## Text segment
Newsflash March 24, 1997: Field Season Coming to a Close
Six weeks after beginning excavation, the 1997 field season of the Koch Ludwig
Giza Plateau Mapping Project is closing operations in three of the seven open
squares. The supervisors for these squares—Jason Ur, Carl Andrews, and
Justine Way—have left Cairo and much still remains to be done before their
excavation areas can be backfilled.
Often, it is difficult to know when to stop digging. Depending on the square,
most of the season is spent removing collapsed architecture and defining later
pits. Then, just when you have finally gotten through to the first layer of
occupation, it is time to close down. This gives a sense of urgency to the end
of any season: the answers to questions you have been asking for weeks seem to
lie just below the surface.
After digging has stopped, the square has to be prepared for photography and,
afterwards, for drawing. Not only does the final "top map" (the view
from above the square looking down) have to be drawn, but so do each of the
four "sections" (the sides of the square). While the top map can be drawn at a
scale of 1:20 (where one centimeter in the drawing equals 20 centimeters in the
square), the sections have to be drawn at a scale of 1:10. This is because the
layers we see in the section can be very thin and complicated, but correctly
defining their relationships to one another is often critical in interpreting
the square later.
The first step in drawing a section is to extend perfectly level string, tied
to a nail on each end, across the full five meters of the square. To make this
easier, the square supervisor has tried to keep these sections as flat and
straight up-and-down as possible all season long. If the section is flat, the
line we stretch to draw the section won't be distorted, or bowed. Next, a
measuring tape is stretched along the level line, and, by using a plumb-bob and
a folding rule, all the details on the section are plotted.
After the squares have been recorded, they are then prepared for "back
filling." By "back-filling" we mean covering our squares with modern sand and
debris, in order to preserve our site for future seasons. Leaving the deep
holes exposed would not only be dangerous, but sun, wind and weather would
quickly erode and destroy the standing architecture. In order to make
uncovering the site next season easier, each of the squares is covered by empty
sandbags and about 20 centimeters of sand. Cushioned and protected, the squares
are quickly filled with surrounding debris up to the current ground level.

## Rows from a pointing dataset

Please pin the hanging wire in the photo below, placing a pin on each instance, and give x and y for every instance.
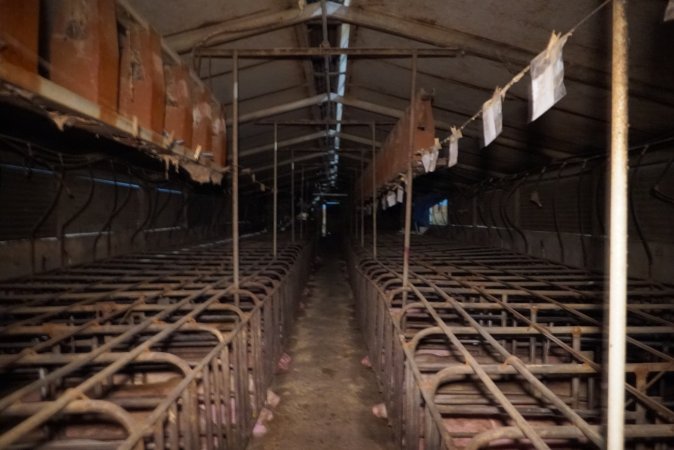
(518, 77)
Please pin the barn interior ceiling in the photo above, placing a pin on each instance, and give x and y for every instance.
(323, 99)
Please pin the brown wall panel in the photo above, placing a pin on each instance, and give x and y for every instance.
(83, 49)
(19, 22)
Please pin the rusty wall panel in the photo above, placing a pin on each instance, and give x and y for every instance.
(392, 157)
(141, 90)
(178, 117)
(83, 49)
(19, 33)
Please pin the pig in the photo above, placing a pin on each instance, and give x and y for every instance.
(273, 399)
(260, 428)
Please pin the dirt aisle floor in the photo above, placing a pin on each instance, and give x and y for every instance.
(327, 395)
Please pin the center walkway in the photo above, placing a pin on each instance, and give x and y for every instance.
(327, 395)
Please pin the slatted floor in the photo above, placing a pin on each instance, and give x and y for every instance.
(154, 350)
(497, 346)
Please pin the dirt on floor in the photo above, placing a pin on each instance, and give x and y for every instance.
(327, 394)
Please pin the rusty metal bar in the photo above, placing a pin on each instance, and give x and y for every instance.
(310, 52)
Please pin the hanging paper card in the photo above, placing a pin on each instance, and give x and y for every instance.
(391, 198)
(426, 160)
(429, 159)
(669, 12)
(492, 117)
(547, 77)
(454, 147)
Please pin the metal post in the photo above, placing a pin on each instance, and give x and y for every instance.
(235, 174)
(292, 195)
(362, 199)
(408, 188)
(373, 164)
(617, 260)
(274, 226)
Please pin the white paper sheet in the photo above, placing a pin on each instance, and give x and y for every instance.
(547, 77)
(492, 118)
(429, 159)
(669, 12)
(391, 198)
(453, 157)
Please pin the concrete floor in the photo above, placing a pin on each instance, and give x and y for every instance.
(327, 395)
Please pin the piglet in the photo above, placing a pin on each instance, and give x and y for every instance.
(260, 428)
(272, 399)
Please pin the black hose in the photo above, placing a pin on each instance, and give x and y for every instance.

## Instructions
(1) Answer these from the newsflash about the close of the Giza field season:
(a) How many of the open squares are closing operations?
(b) At what scale are the sections drawn?
(c) About how much sand goes over the empty sandbags in each square?
(2) Retype the part of the newsflash that opens with the words containing "Often, it is" and closes with "below the surface.".
The records have nothing to do with the newsflash.

## Solution set
(1)
(a) Three of the seven open squares.
(b) 1:10.
(c) About 20 centimeters.

(2)
Often, it is difficult to know when to stop digging. Depending on the square,
most of the season is spent removing collapsed architecture and defining later
pits. Then, just when you have finally gotten through to the first layer of
occupation, it is time to close down. This gives a sense of urgency to the end
of any season: the answers to questions you have been asking for weeks seem to
lie just below the surface.